#### [COMPLETE THE FOLLOWING]
#1 Transcribe the portion of the Hazbin Hotel review that begins at the words "Charlie is surrounded" and stops after "in early episodes.".
#2 According to the Hazbin Hotel review, which actor voices the radio demon Alastor?
#3 Pick up the Hazbin Hotel review after its last sentence and keep writing it.

#### [SUPPLIED PASSAGE]
This column contains spoilers for Prime Video’s Hazbin Hotel.
Adult animation has been taking over the TV world for some time now, speaking to our childish yet crude hearts in ways that our younger, Saturday-morning-cartoon-watching selves could only dream of. Hazbin Hotel has marked itself as the most recent addition to the raunchy pantheon, but it meets its salaciousness with an amount of earnestness that we don’t quite expect from the genre. Even more surprising is the fact that its purity doesn’t work against the story, but elevates it.
The show centers on Charlie Morningstar (Erika Henningsen), daughter of Lucifer Morningstar and Lillith. Lucifer and Lillith built hell and created a haven for demons, reaping souls and growing in power until heaven was having no more of it. To keep hell’s population at bay, the angels descend on the pit and raze as many demons as they can find in one night. It’s a gruesome affair, but Charlie has a plan! She’ll simply save as many souls as she can so they can go to heaven and be spared from the culling. Or at least she would, if heaven wasn’t made up of a bunch of dicks.
Imagine Parks and Recreation’s Leslie Knope thrust into the world of Supernatural, where most angels are monsters (God being the biggest dick of them all) and some demons have a point. Then imagine her deciding she was going to save all of those demons and bring them to the promised land. That’s… basically the premise of Prime Video’s new series, and it’s pretty damn great.
The success here comes from the balance of Hazbin Hotel’s narrative. The first two episodes are rooted almost solely in helping you understand Charlie’s cause and, even though the series might have benefitted from showcasing more character work early on, this ultimately serves the story more than it hurts it. We need to understand Charlie and her purity before diving headfirst into the seedy underbelly of hell because we, the audience, need to care in the way she cares about the success of the other players she surrounds herself with. Also, the contrasting ideologies require that Charlie’s wholesomeness get more of a highlight early on if only because, at this point, the nihilism and snark of the demons is easier to relate with on a broad scale.
Charlie is surrounded by a delightfully demonic cast of characters in her rehabilitation hotel, including girlfriend Vaggie (Stephanie Beatriz), Angel (Blake Roman), Husk (Keith David), Niffty (Kimiko Glenn) and radio demon Alastor (Amir Talai). Each one of them brings their own hilarity to the table — Angel, an androgynous porn star, keeps trying to hook up with Husk, for example. As you may have gleaned, Husk is nonplussed by his advances — but it’s radio demon Alastor that comes with the most intrigue in early episodes.
Alastor does not believe in Charlie’s mission or that demons could be saved to begin with, but he finds himself charmed by the Princess of Hell. He doesn’t think she can succeed, but remains the patron of the Hazbin Hotel nonetheless. Why? We don’t know! But it most certainly adds to the appeal here. Alastor is clearly powerful and, while Charlie benefits from a certain amount of status being Lucifer and Lillith’s daughter, Mommy and Daddy are largely out of the picture. Hell, at this stage, seems to mostly be run by a council of demons — those who have collected the most souls — of which Alastor is a member, meaning there’s no real power grab to be had either. So what does he gain by helping Charlie and her cause? Who can say! But his evil in conjunction with Charlie’s purity and Vaggie’s loyalty definitely keeps the first episode interesting.

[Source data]

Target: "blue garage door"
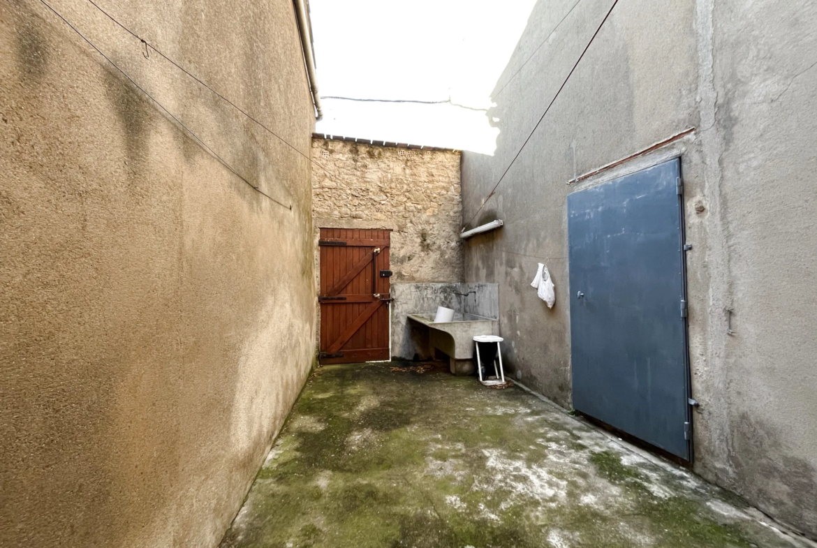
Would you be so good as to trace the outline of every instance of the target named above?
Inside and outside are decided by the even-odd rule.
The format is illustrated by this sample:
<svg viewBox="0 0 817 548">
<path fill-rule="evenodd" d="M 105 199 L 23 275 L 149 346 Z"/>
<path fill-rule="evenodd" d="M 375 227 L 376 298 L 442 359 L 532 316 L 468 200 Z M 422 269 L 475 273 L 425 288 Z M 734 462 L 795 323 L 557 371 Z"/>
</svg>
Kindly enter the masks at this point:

#### [WRITTEN ANSWERS]
#1
Charlie is surrounded by a delightfully demonic cast of characters in her rehabilitation hotel, including girlfriend Vaggie (Stephanie Beatriz), Angel (Blake Roman), Husk (Keith David), Niffty (Kimiko Glenn) and radio demon Alastor (Amir Talai). Each one of them brings their own hilarity to the table — Angel, an androgynous porn star, keeps trying to hook up with Husk, for example. As you may have gleaned, Husk is nonplussed by his advances — but it’s radio demon Alastor that comes with the most intrigue in early episodes.

#2 Amir Talai

#3
The radio demon seems to be in a blood feud with Vox (Christian Borle), who is not a “TV demon” in the same way that Alastor is a radio demon, but his face is a big ol’ TV so why split hairs?
There are tinges of American Gods’ feud between the New Gods and the Old Gods in their rivalry, which had me obsessed basically immediately. That obsession is only heightened by the fact that Alastor seems to live by a code. Not a moral one; that is very much reserved just for Charlie. He just believes folks should carry themselves in a certain way, while Vox represents all of the hilarious terribleness of the worst tech bros you have the displeasure of knowing.
While the intrigue of the likes of Alastor and Vox is instantly appealing, Angel and Husk are more of a curious kind of slow burn. (Can four episodes be considered a slow burn?) There’s never a moment where the characters themselves aren’t fun, of course, but while the former denizens of hell’s character depth is immediately apparent, the pornstar — Angel — and the bartender — Husk — start out at surface level and grow into something deeply engaging by Episode 4.
At first, their dynamic is rooted in Angel going out of his way to make Husk uncomfortable by making passes at him. (If you haven’t watched yet, please imagine Keith David’s voice as he plays being scandalized by a delightfully promiscuous demon.) But we quickly learn (one of) Angel’s secrets: he wants to believe Charlie is right and that he can be saved. He wants it almost as much as he craves a community, which he would realize he has if he could get out of his own way for five seconds.
Getting in his own way becomes a theme for Angel, but only in the sense that he won’t ask for help because he perceives his situation to be his own fault. By the time the credits roll on Episode 4, we’ve learned that Vox and his cronies — in this case Valentino (Joel Perez) — are more despicable than we initially imagined.
When Angel can’t get out of work to do her soul-saving exercises, Vaggie tells Charlie to exercise her powers as princess of hell and lay down the law with Valentino. When Charlie does, we learn that it isn’t as simple as the pimp demon being Angel’s boss. Valentino owns Angel’s soul and forces him to make porn for Vox and his empire. We see what was previously presented as an annoyed demon who lost one of his chief moneymakers in earlier episodes morph into a dangerous, physically abusive monster who couldn’t be less intimidated by Lucifer’s offspring. Valentino quickly becomes the most deplorable character yet, and Angel immediately shifts to being one of the most nuanced characters in Hazbin Hotel.
Delightfully, Angel drags Husk along with him into nuanced-land.
In response to the complicated fallout between Angel and Charlie after her interference in his affairs (and because the bartender keeps calling Angel fake), it’s Husk who has to chase after Hazbin’s most sex-positive inhabitant. When the two of them find themselves in a pinch, we learn that Husk has demons — heh — of his own. Once a denizen of hell and now a “lowly” bartender after a gambling addiction that did him dirty, Husk relates to Angel more than he had previously let on. The two share a song, Angel keeps hitting on Husk, Husk stops calling him fake, it’s all quite… charming.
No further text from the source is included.